-- Available data follows --

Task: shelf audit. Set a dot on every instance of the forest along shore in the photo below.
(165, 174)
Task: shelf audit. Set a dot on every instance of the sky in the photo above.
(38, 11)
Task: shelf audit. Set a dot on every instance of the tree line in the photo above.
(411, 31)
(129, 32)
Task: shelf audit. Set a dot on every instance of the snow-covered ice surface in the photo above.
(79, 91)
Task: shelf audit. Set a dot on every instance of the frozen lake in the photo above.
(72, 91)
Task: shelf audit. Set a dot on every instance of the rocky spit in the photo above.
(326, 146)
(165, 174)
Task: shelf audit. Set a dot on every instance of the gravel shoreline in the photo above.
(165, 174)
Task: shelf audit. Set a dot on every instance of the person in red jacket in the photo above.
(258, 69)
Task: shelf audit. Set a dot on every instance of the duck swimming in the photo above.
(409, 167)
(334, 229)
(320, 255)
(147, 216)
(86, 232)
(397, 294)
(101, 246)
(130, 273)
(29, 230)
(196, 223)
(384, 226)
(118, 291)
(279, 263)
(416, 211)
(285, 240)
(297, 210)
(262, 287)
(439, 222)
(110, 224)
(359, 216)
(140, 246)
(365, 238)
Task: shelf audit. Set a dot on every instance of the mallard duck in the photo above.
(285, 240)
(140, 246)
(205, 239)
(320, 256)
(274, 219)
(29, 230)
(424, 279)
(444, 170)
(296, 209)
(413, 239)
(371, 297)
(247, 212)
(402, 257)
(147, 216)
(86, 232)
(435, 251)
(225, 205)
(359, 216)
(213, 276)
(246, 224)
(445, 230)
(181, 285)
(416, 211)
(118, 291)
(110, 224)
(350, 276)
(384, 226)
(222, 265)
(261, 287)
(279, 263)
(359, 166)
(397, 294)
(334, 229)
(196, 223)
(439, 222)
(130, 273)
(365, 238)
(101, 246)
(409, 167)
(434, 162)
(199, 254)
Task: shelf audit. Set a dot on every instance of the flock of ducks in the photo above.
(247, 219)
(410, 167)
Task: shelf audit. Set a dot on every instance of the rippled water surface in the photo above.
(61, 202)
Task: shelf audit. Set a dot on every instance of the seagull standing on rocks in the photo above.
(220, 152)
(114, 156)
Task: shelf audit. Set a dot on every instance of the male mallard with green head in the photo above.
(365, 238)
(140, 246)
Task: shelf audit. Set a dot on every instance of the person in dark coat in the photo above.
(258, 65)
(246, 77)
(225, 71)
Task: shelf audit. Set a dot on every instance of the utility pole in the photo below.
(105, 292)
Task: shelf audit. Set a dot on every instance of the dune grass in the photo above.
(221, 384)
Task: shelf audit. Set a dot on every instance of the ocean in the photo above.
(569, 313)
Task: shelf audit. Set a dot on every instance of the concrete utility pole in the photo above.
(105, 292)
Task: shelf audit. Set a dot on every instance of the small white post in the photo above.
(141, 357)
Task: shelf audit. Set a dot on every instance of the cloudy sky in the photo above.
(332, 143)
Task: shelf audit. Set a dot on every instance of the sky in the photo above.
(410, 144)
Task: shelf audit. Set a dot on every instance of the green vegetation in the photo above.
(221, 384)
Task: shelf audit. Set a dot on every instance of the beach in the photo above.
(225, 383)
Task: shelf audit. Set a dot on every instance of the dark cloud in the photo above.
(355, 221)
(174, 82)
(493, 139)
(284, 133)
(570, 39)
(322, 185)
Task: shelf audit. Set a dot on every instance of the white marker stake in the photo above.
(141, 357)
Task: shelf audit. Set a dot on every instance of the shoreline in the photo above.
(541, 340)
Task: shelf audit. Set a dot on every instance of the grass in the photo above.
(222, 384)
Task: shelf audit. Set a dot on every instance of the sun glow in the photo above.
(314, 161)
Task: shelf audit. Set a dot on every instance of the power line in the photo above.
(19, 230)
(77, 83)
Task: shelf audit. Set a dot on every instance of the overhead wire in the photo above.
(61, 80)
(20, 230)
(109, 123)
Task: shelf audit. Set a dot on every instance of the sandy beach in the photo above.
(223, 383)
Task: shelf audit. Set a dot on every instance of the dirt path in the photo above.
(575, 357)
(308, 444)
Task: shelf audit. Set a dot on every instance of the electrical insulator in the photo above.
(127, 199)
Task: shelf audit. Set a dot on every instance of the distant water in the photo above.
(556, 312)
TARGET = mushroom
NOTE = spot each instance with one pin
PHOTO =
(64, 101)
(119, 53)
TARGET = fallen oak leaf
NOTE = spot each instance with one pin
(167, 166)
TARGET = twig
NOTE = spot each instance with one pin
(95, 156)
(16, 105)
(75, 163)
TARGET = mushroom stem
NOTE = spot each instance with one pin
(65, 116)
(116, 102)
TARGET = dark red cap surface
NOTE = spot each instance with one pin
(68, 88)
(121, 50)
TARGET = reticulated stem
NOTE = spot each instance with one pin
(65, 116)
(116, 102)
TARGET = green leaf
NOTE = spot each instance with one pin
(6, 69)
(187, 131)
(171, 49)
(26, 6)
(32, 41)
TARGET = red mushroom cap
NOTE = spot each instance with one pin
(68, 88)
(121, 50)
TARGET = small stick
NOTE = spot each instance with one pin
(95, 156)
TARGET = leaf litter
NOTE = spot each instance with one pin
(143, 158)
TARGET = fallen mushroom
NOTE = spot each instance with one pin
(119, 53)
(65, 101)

-- Available data concluded --
-- Available data follows --

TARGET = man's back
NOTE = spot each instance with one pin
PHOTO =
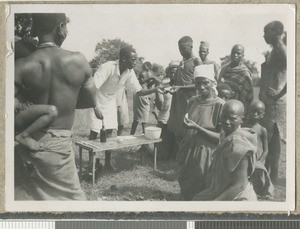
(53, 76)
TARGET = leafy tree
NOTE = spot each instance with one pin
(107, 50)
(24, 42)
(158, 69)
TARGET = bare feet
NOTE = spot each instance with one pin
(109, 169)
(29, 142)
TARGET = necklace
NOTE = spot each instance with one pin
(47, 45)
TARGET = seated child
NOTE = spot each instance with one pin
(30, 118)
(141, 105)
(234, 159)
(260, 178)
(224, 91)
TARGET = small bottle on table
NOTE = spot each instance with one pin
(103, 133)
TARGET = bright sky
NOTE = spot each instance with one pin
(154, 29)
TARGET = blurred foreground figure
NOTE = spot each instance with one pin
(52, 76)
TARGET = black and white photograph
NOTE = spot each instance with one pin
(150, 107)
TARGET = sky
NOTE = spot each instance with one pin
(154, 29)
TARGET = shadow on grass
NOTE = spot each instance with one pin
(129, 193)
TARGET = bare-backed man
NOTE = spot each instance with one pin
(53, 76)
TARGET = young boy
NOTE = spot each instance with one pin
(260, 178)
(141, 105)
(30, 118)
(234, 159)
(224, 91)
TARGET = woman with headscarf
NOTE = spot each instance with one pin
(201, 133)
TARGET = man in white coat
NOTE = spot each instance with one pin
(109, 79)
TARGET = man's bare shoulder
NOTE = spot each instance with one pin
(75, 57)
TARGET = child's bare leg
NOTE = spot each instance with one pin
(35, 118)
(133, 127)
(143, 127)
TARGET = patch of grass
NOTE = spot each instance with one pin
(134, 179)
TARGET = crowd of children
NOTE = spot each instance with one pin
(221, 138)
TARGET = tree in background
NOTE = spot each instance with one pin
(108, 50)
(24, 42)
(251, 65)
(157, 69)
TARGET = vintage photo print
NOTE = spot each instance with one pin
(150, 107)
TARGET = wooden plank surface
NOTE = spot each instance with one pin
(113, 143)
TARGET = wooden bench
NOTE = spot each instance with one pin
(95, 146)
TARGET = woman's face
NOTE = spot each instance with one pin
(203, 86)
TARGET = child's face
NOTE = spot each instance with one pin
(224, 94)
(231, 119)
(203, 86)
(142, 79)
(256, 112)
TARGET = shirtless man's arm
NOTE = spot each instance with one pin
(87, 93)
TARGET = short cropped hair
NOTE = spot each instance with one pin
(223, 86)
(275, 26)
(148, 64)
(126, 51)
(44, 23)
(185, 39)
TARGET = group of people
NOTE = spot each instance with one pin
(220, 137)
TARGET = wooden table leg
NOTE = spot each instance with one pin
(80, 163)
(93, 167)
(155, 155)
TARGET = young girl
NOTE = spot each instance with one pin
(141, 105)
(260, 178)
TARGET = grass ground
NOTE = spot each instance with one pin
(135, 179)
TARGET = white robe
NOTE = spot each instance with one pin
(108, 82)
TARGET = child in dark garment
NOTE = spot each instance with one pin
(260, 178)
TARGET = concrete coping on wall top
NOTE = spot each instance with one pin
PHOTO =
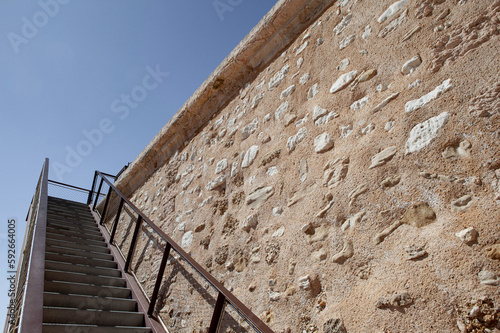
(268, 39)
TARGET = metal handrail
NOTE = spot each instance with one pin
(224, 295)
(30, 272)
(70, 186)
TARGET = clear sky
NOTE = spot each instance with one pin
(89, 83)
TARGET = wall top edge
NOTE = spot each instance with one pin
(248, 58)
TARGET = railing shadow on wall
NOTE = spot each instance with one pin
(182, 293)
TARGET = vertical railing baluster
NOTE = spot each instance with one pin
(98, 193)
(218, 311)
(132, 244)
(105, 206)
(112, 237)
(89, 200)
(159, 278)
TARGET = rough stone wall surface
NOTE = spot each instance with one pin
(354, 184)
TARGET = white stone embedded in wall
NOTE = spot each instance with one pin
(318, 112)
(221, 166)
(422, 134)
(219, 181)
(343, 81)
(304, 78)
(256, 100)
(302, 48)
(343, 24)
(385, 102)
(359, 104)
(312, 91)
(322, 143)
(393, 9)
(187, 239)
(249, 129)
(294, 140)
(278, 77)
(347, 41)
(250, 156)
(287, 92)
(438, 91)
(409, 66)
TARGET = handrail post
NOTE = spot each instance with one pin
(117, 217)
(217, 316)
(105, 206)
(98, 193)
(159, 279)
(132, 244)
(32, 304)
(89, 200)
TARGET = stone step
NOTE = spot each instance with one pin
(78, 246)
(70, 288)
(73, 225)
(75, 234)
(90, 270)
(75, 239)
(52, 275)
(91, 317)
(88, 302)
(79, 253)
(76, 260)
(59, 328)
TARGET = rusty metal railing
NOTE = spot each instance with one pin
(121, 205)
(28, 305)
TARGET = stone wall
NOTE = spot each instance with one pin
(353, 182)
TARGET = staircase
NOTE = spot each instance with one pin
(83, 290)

-- Available data concluded --

■ Exercise requirements:
Look through the data above. Each line containing the word "wall" needs to be copied.

■ Your solution:
TARGET = concrete coping on wall top
TARGET = wall top edge
TARGET = railing shadow on wall
TARGET = rough stone wall surface
TARGET = white stone embedded in wall
TARGET = stone wall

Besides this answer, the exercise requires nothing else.